Summary
Highlights
This lecture focuses on electrons and bonding. Electrons are energetic particles orbiting the nucleus in shells, and they are the ultimate source of energy for living things. Each shell has a maximum capacity for electrons; the first shell holds up to two, while subsequent shells (like the second and third) can hold up to eight.
The outermost electron shell is called the valence shell, and the electrons within it are valence electrons. The number of valence electrons, or the valence number, determines an atom's reactivity. Atoms prefer full valence shells, making those with incomplete shells, like lithium, highly reactive, while atoms with full shells, like neon, are less reactive.
Chemical bonds form when electrons of two or more atoms interact. These bonds are crucial for life, holding atoms together to form complex structures and storing energy that living organisms access by breaking and making bonds. The lecture will cover covalent, ionic, hydrogen, and Van der Waals bonds.

* PROBLEM REQUIREMENTS *
Retype the part of the lecture summary that opens with the words "The outermost electron" and closes with "der Waals bonds.". These rows were drawn from a separate source, not from the lecture summary.

(Dataset excerpt)
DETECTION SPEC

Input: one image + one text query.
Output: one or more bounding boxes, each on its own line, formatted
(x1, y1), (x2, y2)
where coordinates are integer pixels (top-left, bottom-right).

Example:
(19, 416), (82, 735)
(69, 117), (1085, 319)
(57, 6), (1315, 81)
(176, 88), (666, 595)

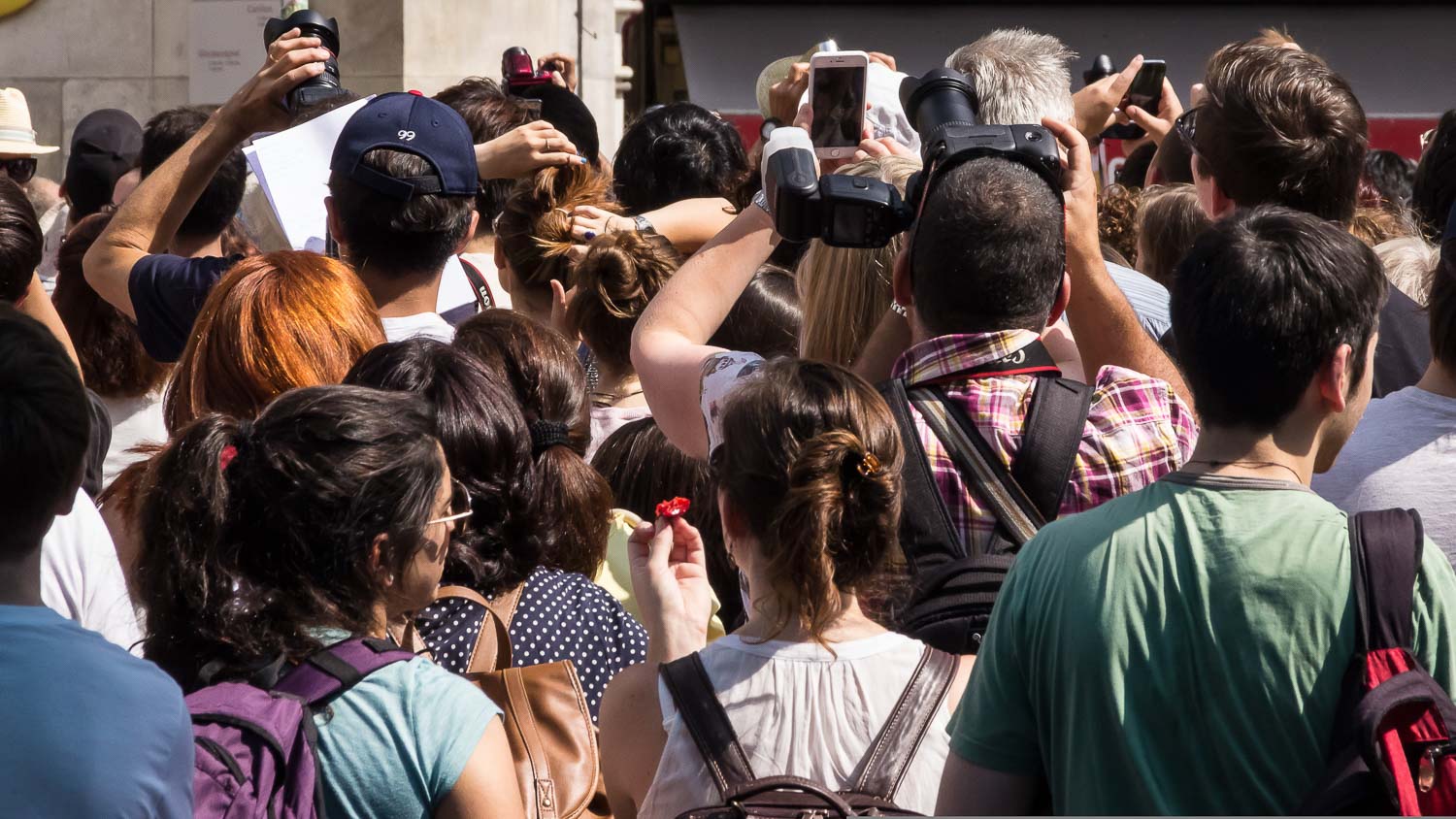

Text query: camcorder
(501, 45), (561, 94)
(763, 68), (1062, 247)
(264, 9), (348, 111)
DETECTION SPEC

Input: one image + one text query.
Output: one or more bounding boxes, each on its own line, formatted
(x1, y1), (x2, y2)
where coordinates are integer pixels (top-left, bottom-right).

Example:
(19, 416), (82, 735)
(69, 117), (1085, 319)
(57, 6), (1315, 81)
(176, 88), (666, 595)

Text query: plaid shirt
(894, 330), (1199, 547)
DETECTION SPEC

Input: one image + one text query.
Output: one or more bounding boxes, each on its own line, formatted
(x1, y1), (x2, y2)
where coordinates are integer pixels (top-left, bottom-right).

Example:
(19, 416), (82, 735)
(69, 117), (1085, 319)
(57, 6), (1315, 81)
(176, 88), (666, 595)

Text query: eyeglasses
(0, 157), (37, 184)
(425, 478), (474, 530)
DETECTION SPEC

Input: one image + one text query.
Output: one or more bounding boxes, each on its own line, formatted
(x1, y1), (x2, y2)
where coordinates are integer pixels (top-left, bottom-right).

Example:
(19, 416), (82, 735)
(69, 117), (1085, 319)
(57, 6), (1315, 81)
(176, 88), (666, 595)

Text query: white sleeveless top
(638, 633), (957, 819)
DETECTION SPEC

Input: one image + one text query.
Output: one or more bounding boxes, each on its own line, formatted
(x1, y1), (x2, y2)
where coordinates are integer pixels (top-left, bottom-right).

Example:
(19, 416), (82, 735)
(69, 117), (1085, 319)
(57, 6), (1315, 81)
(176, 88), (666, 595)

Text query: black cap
(66, 108), (142, 221)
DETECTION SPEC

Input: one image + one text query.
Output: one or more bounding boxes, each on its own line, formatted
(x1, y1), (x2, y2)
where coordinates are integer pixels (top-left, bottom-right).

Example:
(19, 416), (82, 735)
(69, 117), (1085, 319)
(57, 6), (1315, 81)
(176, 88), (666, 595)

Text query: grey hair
(1374, 236), (1441, 307)
(945, 29), (1077, 125)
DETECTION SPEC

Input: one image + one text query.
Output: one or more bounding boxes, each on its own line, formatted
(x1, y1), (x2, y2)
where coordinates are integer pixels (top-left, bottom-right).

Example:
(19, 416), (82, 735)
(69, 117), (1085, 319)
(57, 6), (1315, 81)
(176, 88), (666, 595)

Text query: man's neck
(171, 236), (223, 259)
(1187, 425), (1319, 486)
(358, 263), (442, 318)
(0, 541), (46, 606)
(1415, 359), (1456, 399)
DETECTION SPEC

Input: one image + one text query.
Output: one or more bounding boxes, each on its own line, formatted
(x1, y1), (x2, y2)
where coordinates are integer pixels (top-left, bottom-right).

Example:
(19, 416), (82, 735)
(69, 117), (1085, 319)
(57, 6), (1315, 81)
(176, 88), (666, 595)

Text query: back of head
(1365, 148), (1415, 208)
(166, 250), (384, 434)
(0, 302), (90, 549)
(1173, 205), (1385, 434)
(909, 157), (1066, 336)
(1138, 184), (1211, 286)
(329, 148), (475, 275)
(136, 385), (445, 688)
(66, 108), (142, 222)
(708, 262), (804, 358)
(344, 338), (542, 595)
(0, 176), (46, 304)
(567, 230), (683, 373)
(1196, 44), (1368, 221)
(51, 213), (169, 399)
(612, 102), (753, 213)
(804, 157), (920, 365)
(1374, 236), (1441, 308)
(495, 164), (620, 291)
(521, 82), (602, 167)
(454, 310), (612, 577)
(139, 105), (248, 240)
(436, 77), (529, 233)
(711, 359), (903, 639)
(1411, 108), (1456, 237)
(945, 29), (1077, 125)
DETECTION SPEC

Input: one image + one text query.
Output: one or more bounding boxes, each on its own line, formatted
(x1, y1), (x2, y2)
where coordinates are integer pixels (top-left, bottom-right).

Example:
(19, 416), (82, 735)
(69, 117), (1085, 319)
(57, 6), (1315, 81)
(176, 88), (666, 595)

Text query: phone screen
(810, 65), (865, 148)
(1127, 59), (1168, 114)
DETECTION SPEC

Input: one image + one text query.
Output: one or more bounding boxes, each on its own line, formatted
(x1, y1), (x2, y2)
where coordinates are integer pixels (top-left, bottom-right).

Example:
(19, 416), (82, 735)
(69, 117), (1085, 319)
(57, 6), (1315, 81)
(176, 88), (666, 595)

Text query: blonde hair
(797, 157), (920, 364)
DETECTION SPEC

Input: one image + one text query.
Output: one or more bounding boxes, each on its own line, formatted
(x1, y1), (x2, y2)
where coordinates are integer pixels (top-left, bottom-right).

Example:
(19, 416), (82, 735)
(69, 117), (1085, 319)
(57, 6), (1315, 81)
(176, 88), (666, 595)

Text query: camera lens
(900, 68), (977, 147)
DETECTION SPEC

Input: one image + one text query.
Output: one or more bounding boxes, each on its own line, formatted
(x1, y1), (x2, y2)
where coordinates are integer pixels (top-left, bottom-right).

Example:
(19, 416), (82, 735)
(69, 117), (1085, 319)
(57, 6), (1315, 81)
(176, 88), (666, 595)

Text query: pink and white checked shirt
(894, 330), (1199, 547)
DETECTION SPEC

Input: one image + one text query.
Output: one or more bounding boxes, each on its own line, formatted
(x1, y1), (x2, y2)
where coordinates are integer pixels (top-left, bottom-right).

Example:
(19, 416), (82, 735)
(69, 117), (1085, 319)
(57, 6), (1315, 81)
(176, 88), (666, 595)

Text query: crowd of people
(0, 18), (1456, 819)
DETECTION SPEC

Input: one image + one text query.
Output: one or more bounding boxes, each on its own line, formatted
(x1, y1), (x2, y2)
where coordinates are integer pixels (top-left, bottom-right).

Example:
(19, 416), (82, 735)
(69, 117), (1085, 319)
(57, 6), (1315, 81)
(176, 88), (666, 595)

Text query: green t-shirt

* FULL ANSWER *
The outermost electron shell is called the valence shell, and the electrons within it are valence electrons. The number of valence electrons, or the valence number, determines an atom's reactivity. Atoms prefer full valence shells, making those with incomplete shells, like lithium, highly reactive, while atoms with full shells, like neon, are less reactive.
Chemical bonds form when electrons of two or more atoms interact. These bonds are crucial for life, holding atoms together to form complex structures and storing energy that living organisms access by breaking and making bonds. The lecture will cover covalent, ionic, hydrogen, and Van der Waals bonds.